§ Instruction:
Render the lines of the records from the line containing "Isolate plate of" up to and including the line containing "272], [122, 239, 157, 255]]" as a Markdown table with the columns Row and Text. Give each line a row number, omit blank lines, and include no other lines.

§ Material for this task:
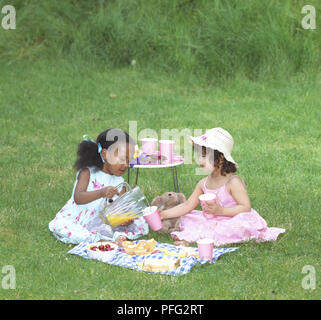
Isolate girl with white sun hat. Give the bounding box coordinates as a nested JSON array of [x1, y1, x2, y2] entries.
[[160, 128, 285, 246]]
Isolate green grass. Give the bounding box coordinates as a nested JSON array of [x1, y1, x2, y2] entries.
[[0, 0, 321, 81], [0, 59, 321, 299]]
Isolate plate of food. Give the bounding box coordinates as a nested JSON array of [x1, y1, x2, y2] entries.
[[160, 246, 199, 258], [136, 257, 180, 272], [122, 239, 157, 255]]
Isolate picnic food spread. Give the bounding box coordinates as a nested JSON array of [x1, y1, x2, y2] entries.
[[137, 257, 180, 272], [107, 211, 139, 227], [160, 247, 199, 258], [122, 239, 157, 255]]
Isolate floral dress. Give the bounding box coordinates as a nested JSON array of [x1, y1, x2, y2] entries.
[[49, 167, 149, 244]]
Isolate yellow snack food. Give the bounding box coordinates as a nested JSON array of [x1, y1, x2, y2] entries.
[[107, 211, 138, 227], [137, 258, 180, 272]]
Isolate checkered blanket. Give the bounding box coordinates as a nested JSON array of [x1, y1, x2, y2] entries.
[[68, 240, 238, 276]]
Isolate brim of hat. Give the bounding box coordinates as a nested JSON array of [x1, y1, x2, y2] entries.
[[188, 136, 238, 166]]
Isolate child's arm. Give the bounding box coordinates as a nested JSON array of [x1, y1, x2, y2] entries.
[[159, 180, 203, 219], [74, 168, 118, 204], [204, 178, 251, 217]]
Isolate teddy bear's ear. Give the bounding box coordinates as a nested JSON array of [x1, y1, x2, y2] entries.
[[151, 197, 163, 209]]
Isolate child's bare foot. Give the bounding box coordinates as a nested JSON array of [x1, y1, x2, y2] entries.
[[115, 236, 127, 247]]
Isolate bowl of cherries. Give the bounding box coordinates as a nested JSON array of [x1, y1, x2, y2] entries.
[[86, 241, 118, 262]]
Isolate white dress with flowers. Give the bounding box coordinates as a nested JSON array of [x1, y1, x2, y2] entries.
[[49, 167, 149, 244]]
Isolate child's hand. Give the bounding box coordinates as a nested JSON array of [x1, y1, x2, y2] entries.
[[158, 210, 167, 220], [203, 201, 223, 216], [100, 187, 119, 198]]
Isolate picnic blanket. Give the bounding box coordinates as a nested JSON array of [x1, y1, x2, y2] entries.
[[68, 240, 238, 276]]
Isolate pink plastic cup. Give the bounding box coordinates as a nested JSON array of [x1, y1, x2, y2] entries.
[[198, 193, 216, 219], [141, 138, 157, 155], [143, 206, 163, 231], [159, 140, 175, 164], [197, 239, 214, 261]]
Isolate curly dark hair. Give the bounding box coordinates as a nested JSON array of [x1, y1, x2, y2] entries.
[[74, 128, 136, 171], [193, 143, 237, 176]]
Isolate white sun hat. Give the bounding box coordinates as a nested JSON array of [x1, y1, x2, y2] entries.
[[190, 128, 237, 166]]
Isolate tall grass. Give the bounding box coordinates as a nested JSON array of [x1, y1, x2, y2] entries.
[[0, 0, 321, 78]]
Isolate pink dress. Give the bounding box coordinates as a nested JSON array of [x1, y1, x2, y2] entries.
[[171, 175, 285, 246]]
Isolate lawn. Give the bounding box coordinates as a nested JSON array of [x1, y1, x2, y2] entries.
[[0, 59, 321, 299]]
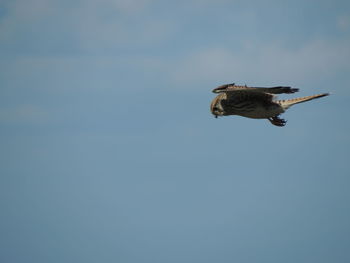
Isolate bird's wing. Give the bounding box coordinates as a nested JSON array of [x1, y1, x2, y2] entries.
[[213, 83, 299, 94], [225, 89, 275, 103]]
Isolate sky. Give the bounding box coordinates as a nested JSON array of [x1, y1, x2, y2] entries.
[[0, 0, 350, 263]]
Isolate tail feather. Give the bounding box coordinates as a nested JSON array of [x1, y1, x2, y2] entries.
[[277, 93, 329, 109]]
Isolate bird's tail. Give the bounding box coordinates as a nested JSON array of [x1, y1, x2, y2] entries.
[[277, 93, 329, 109]]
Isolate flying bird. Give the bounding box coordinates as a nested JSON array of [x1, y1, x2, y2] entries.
[[210, 83, 329, 127]]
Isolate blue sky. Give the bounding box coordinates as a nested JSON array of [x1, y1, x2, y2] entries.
[[0, 0, 350, 263]]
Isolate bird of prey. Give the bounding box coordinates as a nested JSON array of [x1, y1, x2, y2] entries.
[[210, 83, 329, 127]]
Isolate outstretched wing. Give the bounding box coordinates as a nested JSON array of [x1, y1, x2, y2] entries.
[[213, 83, 299, 94]]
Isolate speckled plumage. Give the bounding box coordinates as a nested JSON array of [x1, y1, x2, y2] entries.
[[210, 83, 329, 127]]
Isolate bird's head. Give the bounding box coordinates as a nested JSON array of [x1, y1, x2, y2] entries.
[[212, 83, 235, 93]]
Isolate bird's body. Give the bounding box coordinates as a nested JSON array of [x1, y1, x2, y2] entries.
[[210, 84, 329, 126]]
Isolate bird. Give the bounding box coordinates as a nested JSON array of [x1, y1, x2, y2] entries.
[[210, 83, 329, 127]]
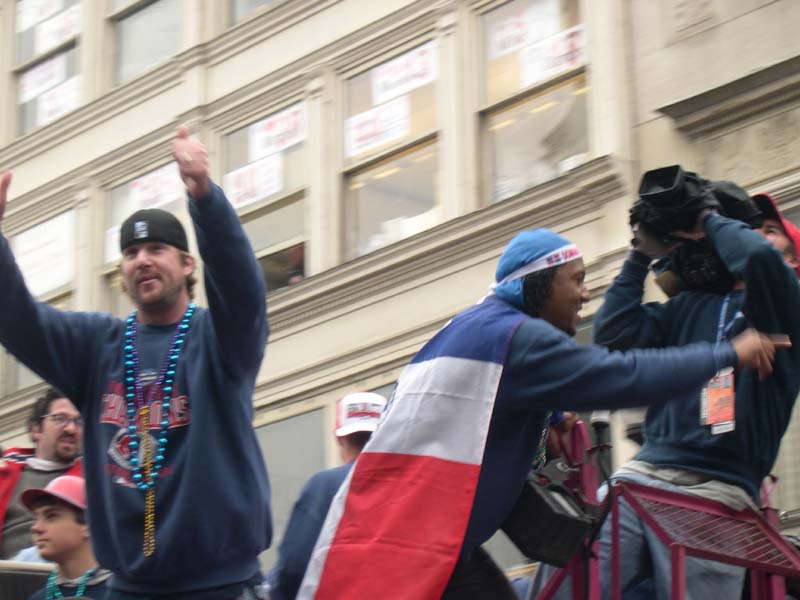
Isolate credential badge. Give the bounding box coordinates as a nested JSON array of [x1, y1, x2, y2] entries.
[[133, 221, 150, 240]]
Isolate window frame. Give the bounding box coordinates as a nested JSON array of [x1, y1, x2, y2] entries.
[[473, 0, 594, 206], [338, 37, 443, 262], [10, 0, 86, 137], [105, 0, 184, 87]]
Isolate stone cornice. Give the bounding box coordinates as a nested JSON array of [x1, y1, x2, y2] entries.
[[208, 0, 341, 66], [659, 57, 800, 137]]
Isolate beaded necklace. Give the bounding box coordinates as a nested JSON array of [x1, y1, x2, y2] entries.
[[45, 567, 97, 600], [124, 303, 196, 556]]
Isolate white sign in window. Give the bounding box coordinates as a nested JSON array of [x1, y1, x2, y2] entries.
[[223, 152, 283, 209], [17, 0, 64, 33], [247, 102, 306, 162], [371, 42, 437, 105], [520, 25, 586, 87], [344, 96, 411, 158], [127, 162, 184, 210], [13, 210, 75, 296], [19, 53, 67, 104], [36, 76, 80, 127], [33, 4, 81, 55], [489, 0, 560, 60]]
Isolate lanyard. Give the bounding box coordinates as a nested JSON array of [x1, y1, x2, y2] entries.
[[717, 292, 744, 344]]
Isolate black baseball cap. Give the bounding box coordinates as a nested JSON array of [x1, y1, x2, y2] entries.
[[119, 208, 189, 252]]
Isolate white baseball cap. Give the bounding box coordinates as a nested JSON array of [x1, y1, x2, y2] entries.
[[334, 392, 386, 437]]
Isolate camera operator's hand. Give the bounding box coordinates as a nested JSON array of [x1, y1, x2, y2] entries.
[[670, 208, 714, 240], [731, 329, 792, 379], [631, 225, 682, 260]]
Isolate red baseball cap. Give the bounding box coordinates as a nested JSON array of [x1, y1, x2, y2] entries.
[[20, 475, 86, 511], [752, 194, 800, 277]]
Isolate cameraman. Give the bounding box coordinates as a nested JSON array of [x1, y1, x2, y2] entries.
[[594, 176, 800, 599]]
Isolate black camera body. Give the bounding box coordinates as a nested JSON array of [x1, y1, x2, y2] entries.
[[630, 165, 761, 294]]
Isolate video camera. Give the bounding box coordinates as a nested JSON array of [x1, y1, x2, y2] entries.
[[630, 165, 762, 295]]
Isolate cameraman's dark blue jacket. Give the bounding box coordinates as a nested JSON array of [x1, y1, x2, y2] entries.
[[594, 214, 800, 498]]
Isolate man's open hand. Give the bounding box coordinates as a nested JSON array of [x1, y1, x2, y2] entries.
[[172, 125, 211, 200], [731, 329, 792, 379]]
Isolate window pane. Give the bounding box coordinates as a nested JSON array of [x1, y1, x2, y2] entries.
[[8, 294, 72, 390], [104, 162, 186, 263], [258, 244, 306, 293], [115, 0, 181, 83], [230, 0, 278, 23], [16, 0, 81, 65], [17, 46, 80, 134], [256, 410, 333, 569], [11, 210, 76, 297], [486, 76, 589, 202], [345, 143, 441, 258], [105, 270, 135, 319], [223, 102, 308, 209], [482, 0, 585, 104], [344, 42, 438, 164]]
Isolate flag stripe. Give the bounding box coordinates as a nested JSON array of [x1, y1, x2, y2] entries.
[[310, 453, 480, 600], [364, 357, 503, 464]]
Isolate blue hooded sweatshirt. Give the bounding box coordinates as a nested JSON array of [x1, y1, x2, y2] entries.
[[594, 214, 800, 499]]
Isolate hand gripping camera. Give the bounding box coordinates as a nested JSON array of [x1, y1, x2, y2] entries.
[[630, 165, 761, 295]]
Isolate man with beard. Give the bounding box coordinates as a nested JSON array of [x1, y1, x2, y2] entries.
[[594, 194, 800, 599], [0, 388, 83, 560], [0, 127, 272, 600]]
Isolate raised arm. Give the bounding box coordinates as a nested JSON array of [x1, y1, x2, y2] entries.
[[503, 319, 775, 410], [704, 214, 800, 374], [593, 250, 671, 350], [173, 127, 268, 377], [0, 171, 112, 408]]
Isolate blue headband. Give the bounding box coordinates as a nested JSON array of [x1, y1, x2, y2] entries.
[[492, 229, 581, 308]]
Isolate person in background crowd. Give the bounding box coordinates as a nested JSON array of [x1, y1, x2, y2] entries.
[[0, 388, 83, 560], [594, 194, 800, 599], [21, 475, 111, 600], [0, 127, 272, 600], [298, 229, 775, 600], [267, 392, 386, 600]]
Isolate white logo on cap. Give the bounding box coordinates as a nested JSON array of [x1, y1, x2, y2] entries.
[[133, 221, 150, 240]]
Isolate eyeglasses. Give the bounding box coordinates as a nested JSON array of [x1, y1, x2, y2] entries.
[[42, 413, 83, 429]]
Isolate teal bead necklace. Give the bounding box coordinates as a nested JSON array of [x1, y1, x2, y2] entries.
[[45, 567, 97, 600], [124, 303, 196, 556]]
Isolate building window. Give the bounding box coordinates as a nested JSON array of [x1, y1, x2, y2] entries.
[[481, 0, 589, 202], [111, 0, 181, 84], [15, 0, 81, 134], [223, 102, 308, 292], [10, 210, 77, 390], [103, 162, 186, 317], [230, 0, 278, 25], [256, 409, 324, 569], [344, 42, 441, 258], [347, 141, 441, 256]]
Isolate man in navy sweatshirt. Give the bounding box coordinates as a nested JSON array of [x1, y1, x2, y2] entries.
[[267, 392, 386, 600], [0, 127, 272, 600], [298, 229, 774, 600], [594, 195, 800, 598]]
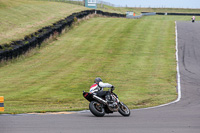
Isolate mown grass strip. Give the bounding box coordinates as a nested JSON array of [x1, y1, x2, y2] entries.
[[0, 0, 88, 44], [0, 16, 177, 113]]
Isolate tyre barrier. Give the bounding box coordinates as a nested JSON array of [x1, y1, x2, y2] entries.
[[0, 10, 126, 61]]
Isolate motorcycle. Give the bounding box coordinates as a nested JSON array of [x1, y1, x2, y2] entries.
[[83, 89, 131, 117]]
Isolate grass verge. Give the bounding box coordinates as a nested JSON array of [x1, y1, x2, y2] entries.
[[0, 16, 177, 113]]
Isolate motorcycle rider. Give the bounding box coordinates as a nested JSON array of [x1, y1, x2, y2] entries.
[[90, 77, 115, 104]]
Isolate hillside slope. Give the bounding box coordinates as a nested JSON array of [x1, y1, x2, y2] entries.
[[0, 0, 88, 44]]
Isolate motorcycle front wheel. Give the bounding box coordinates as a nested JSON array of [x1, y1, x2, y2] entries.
[[118, 103, 131, 116], [89, 101, 105, 117]]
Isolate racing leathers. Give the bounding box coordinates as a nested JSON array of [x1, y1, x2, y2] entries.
[[90, 82, 114, 101]]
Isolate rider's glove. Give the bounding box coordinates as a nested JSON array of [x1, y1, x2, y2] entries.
[[111, 86, 115, 91]]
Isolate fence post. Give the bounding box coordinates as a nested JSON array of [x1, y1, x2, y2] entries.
[[0, 96, 4, 112]]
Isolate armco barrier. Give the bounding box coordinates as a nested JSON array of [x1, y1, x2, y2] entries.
[[0, 10, 126, 61], [0, 96, 4, 112]]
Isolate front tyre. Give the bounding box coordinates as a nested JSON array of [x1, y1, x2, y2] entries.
[[89, 101, 105, 117], [118, 103, 131, 116]]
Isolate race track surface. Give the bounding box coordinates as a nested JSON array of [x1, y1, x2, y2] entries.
[[0, 22, 200, 133]]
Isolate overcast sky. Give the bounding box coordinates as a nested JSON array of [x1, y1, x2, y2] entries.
[[99, 0, 200, 8]]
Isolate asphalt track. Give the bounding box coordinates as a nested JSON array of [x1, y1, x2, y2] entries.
[[0, 22, 200, 133]]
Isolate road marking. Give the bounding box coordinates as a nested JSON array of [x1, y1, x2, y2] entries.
[[28, 112, 76, 115]]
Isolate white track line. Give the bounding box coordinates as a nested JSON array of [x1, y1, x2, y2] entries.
[[134, 21, 181, 110]]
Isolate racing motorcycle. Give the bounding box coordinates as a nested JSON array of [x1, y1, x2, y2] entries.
[[83, 89, 131, 117]]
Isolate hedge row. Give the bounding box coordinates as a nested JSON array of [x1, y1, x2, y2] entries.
[[142, 12, 200, 16], [0, 10, 125, 61]]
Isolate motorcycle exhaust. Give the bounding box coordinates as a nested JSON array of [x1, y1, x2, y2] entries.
[[93, 95, 107, 105]]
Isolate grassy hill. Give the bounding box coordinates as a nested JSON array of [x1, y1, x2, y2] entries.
[[0, 0, 197, 113], [0, 0, 88, 44], [0, 15, 176, 113]]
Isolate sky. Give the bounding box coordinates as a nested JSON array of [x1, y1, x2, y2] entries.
[[99, 0, 200, 8]]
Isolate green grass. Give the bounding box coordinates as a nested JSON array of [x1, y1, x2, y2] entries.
[[0, 0, 88, 45], [0, 16, 177, 113], [0, 0, 195, 113]]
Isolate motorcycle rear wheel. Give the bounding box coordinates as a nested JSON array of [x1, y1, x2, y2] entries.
[[118, 103, 131, 116], [89, 101, 105, 117]]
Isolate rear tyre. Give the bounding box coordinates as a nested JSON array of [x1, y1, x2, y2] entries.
[[118, 103, 131, 116], [89, 101, 105, 117]]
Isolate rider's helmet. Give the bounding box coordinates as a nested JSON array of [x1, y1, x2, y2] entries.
[[94, 77, 102, 83]]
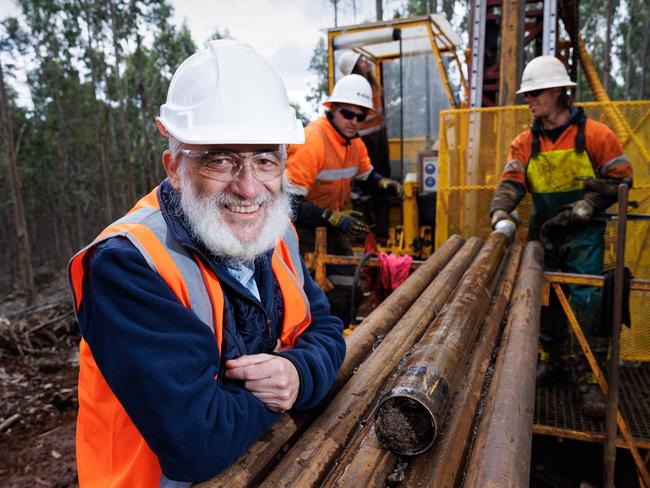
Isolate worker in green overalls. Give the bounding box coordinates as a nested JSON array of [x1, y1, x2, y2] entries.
[[490, 56, 632, 417]]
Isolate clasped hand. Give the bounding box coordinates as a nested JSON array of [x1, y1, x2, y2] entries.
[[225, 341, 300, 412]]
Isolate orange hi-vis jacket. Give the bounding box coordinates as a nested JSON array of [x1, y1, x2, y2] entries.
[[501, 119, 632, 193], [287, 116, 372, 210], [68, 188, 311, 487]]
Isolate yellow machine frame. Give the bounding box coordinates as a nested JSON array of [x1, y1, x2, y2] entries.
[[327, 14, 469, 258]]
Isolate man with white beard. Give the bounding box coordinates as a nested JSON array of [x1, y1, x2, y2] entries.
[[69, 41, 345, 487]]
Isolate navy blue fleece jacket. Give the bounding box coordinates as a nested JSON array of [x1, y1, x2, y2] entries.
[[78, 181, 345, 481]]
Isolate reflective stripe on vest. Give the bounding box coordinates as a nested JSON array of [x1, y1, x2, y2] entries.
[[68, 189, 311, 487]]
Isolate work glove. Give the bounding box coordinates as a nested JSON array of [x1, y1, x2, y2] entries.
[[539, 200, 594, 251], [490, 208, 508, 229], [323, 208, 368, 237], [566, 200, 595, 224], [377, 178, 406, 200]]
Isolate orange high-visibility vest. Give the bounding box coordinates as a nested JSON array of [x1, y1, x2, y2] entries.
[[68, 188, 311, 487], [287, 117, 372, 210]]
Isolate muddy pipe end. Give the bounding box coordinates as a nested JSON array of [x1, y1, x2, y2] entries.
[[375, 389, 438, 456]]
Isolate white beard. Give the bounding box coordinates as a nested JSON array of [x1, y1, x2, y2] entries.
[[180, 174, 291, 262]]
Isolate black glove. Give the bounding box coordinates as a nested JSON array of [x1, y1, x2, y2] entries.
[[377, 178, 406, 200], [323, 208, 368, 237], [566, 200, 595, 224], [490, 208, 508, 229], [539, 207, 571, 251]]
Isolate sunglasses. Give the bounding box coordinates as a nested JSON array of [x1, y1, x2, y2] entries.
[[338, 108, 368, 122], [180, 148, 283, 183], [524, 88, 548, 98]]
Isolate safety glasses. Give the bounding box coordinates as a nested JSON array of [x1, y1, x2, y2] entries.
[[524, 88, 548, 98], [338, 108, 368, 122], [180, 149, 282, 183]]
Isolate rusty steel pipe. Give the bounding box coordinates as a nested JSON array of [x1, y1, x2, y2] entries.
[[375, 232, 508, 456], [260, 237, 481, 486], [463, 241, 544, 488], [198, 235, 464, 488], [321, 419, 397, 488], [403, 241, 523, 487], [330, 241, 522, 488]]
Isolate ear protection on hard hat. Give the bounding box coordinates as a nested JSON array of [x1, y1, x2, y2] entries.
[[157, 39, 305, 144]]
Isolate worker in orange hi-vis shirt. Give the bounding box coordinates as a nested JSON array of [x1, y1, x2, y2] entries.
[[490, 56, 632, 417]]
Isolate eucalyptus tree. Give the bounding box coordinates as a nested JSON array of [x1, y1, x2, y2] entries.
[[0, 18, 36, 305]]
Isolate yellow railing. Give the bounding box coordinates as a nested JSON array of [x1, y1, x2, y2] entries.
[[435, 100, 650, 361]]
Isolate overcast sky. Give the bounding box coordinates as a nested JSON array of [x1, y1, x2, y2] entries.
[[171, 0, 333, 117], [0, 0, 384, 117]]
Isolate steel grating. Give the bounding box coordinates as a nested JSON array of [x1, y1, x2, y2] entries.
[[533, 363, 650, 449]]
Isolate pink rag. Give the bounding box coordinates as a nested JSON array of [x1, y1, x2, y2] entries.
[[379, 252, 413, 291]]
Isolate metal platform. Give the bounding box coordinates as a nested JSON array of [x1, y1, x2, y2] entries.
[[533, 363, 650, 449]]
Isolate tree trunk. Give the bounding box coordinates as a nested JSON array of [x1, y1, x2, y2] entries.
[[0, 62, 36, 306], [603, 0, 613, 97], [623, 0, 637, 100], [42, 40, 73, 265], [135, 35, 156, 193], [630, 2, 650, 100], [109, 0, 136, 204], [80, 2, 113, 225]]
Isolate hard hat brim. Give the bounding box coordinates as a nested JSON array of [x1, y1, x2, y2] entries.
[[321, 98, 377, 112], [159, 120, 305, 145], [516, 81, 576, 95]]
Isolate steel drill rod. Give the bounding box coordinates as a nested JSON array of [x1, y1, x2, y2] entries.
[[403, 241, 523, 487], [261, 237, 481, 487], [323, 241, 522, 488], [375, 232, 508, 455], [321, 418, 397, 488], [463, 241, 544, 488], [603, 183, 628, 488], [199, 235, 464, 488]]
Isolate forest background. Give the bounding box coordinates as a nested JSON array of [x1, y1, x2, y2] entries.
[[0, 0, 650, 305]]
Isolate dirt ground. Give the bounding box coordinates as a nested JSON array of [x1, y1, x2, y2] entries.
[[0, 277, 79, 488]]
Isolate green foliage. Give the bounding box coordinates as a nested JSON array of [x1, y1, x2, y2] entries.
[[0, 0, 205, 271]]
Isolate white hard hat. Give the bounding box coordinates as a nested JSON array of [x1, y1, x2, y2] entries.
[[339, 51, 361, 75], [157, 39, 305, 144], [517, 56, 576, 93], [323, 75, 375, 110]]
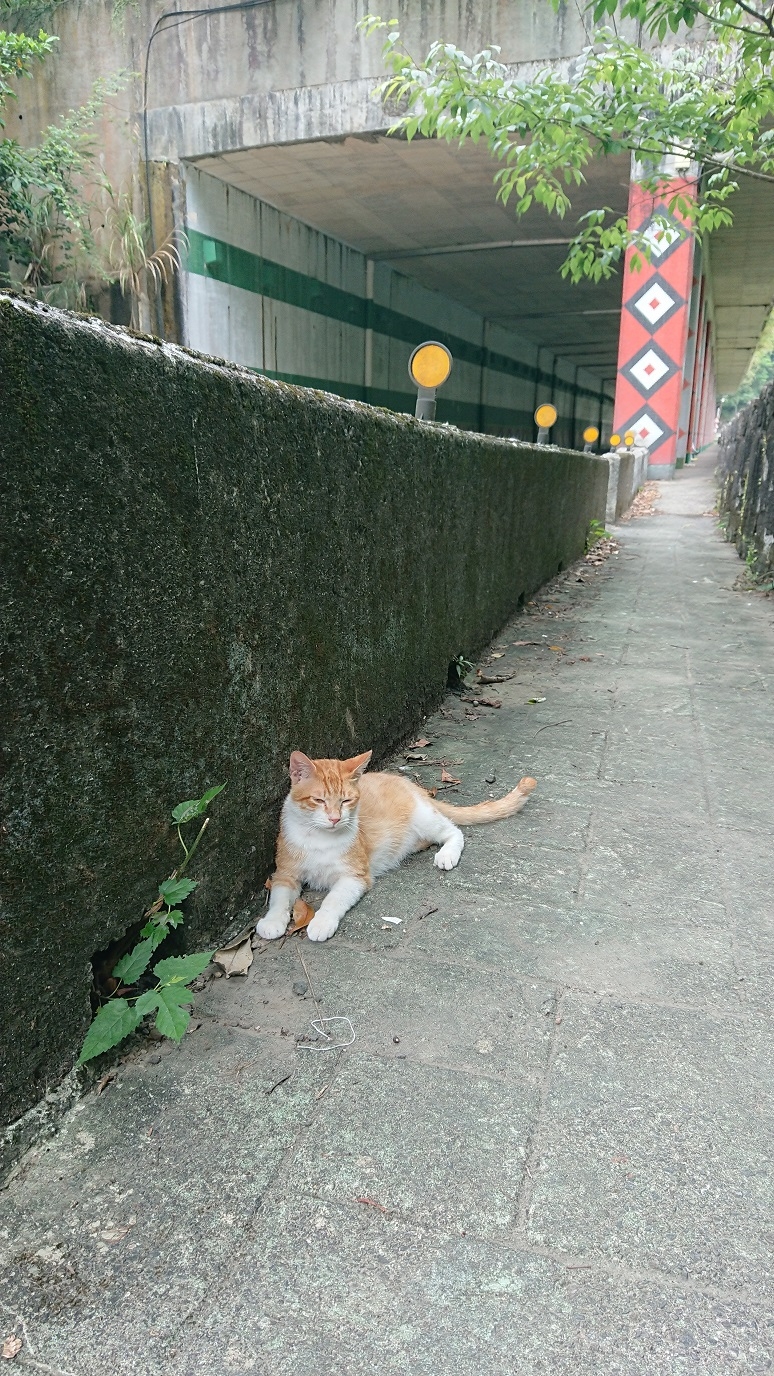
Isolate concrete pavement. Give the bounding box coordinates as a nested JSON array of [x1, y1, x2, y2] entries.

§ Answer to the task:
| Row | Text |
|---|---|
| 1 | Isolate plate of food. Give the bounding box coordinates as a nested JSON array of [x1, y1, x2, y2] entries. |
| 2 | [[160, 246, 199, 258], [136, 257, 180, 272], [122, 239, 157, 255]] |